Your task is to restate the listing word for word without the pictures.

=== Section Start ===

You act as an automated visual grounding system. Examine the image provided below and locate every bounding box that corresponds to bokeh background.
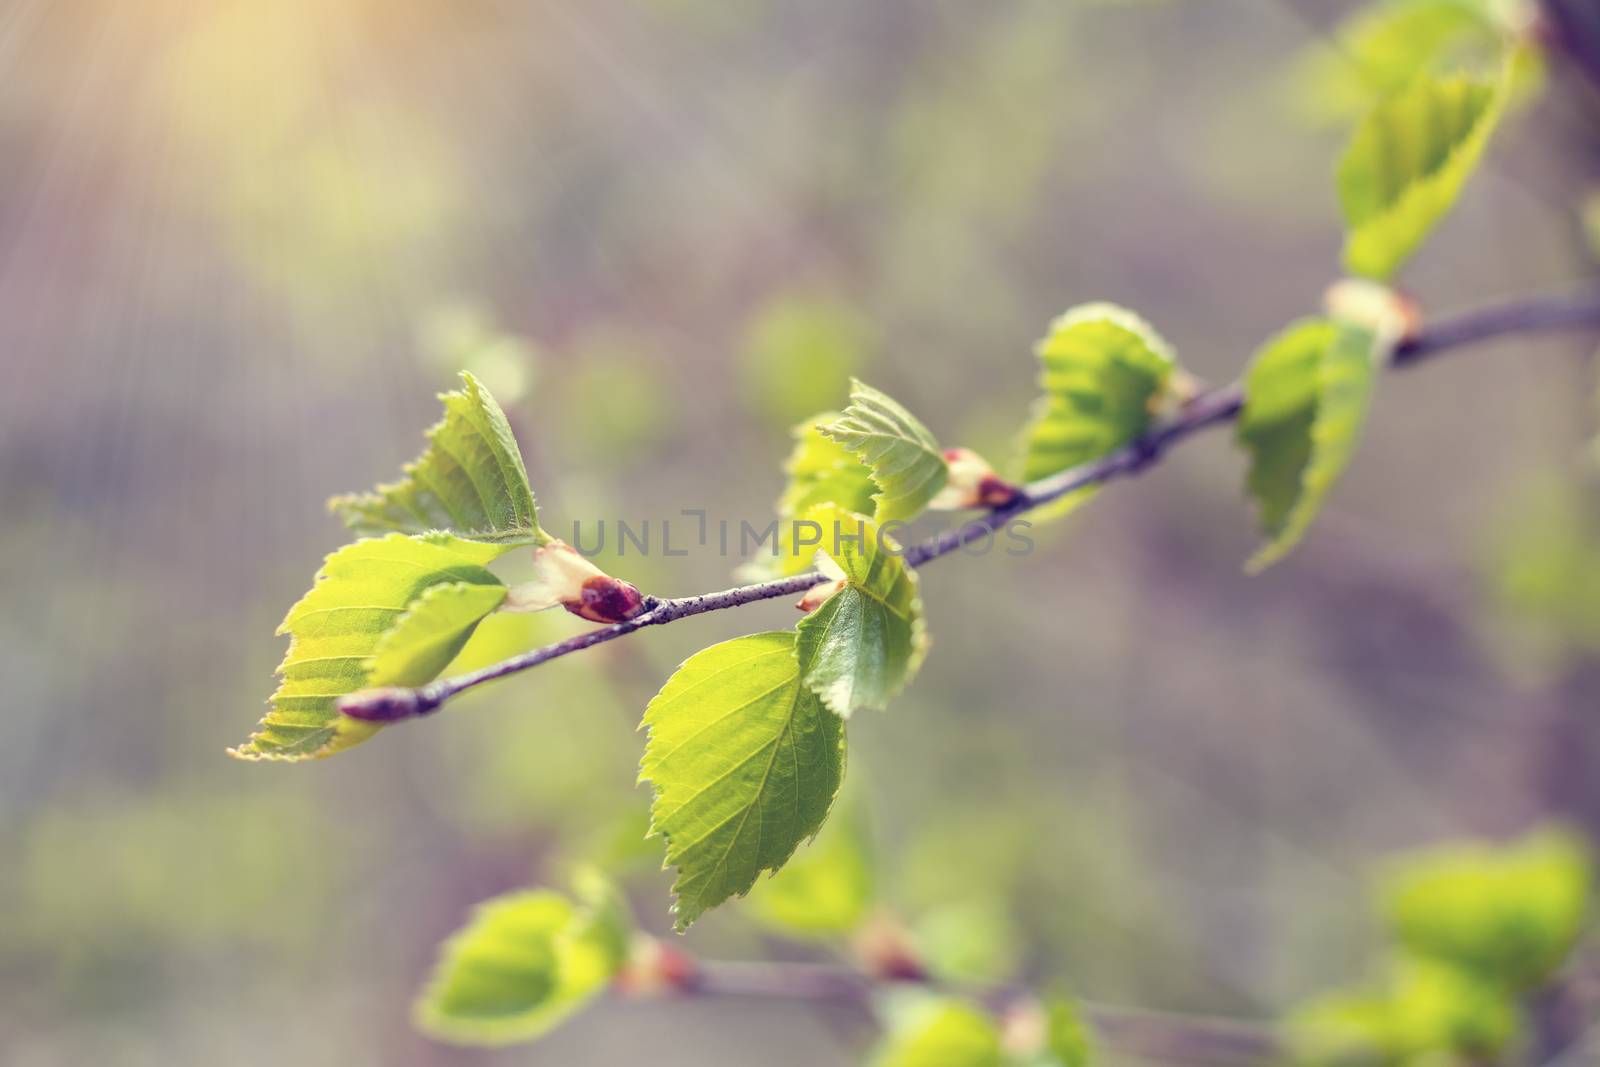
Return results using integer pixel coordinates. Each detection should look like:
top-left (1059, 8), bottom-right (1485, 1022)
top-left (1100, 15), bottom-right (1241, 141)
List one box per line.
top-left (4, 0), bottom-right (1600, 1063)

=== Section End ===

## Output of the task
You act as an automated visual grounding system. Examine the image provided below and locate every bounding box that corresponds to bokeh background.
Return results using integer pixel coordinates. Each detection should look like:
top-left (1059, 8), bottom-right (1485, 1022)
top-left (1100, 15), bottom-right (1241, 141)
List one box per line.
top-left (4, 0), bottom-right (1600, 1063)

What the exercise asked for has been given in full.